- _Exercise goal_
Run through the data and copy out every line that mentions the word "white".

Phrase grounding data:
== Segment start ==

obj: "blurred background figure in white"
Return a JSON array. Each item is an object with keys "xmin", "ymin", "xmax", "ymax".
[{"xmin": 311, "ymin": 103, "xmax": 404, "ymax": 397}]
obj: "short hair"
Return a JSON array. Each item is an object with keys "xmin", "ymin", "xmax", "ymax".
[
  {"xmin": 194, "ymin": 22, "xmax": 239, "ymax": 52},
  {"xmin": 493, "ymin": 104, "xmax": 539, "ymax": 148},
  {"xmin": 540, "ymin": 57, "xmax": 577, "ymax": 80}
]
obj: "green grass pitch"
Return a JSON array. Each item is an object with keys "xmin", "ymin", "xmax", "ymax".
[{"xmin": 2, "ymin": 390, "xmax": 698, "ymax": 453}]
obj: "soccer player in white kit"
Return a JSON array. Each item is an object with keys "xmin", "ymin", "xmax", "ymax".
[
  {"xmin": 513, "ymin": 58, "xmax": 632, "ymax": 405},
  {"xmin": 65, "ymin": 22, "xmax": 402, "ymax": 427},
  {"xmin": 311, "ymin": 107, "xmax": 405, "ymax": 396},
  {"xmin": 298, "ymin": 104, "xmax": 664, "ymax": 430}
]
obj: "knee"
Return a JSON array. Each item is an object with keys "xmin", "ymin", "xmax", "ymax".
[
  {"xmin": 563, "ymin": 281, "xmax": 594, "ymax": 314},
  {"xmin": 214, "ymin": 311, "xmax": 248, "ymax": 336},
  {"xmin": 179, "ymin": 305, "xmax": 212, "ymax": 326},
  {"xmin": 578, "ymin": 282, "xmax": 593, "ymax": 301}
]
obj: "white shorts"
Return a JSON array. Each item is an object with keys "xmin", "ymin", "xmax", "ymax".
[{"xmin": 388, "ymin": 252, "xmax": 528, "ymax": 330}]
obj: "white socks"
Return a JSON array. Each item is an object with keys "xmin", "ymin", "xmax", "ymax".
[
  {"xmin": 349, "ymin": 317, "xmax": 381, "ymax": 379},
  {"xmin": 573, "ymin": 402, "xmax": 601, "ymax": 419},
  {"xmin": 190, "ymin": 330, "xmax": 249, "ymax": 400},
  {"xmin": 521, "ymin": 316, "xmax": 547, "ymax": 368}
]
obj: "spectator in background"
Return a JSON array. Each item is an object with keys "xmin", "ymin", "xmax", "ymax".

== Segment end ==

- _Result below_
obj: "blurred background figure in white"
obj: "soccer player in white kit"
obj: "white shorts"
obj: "white socks"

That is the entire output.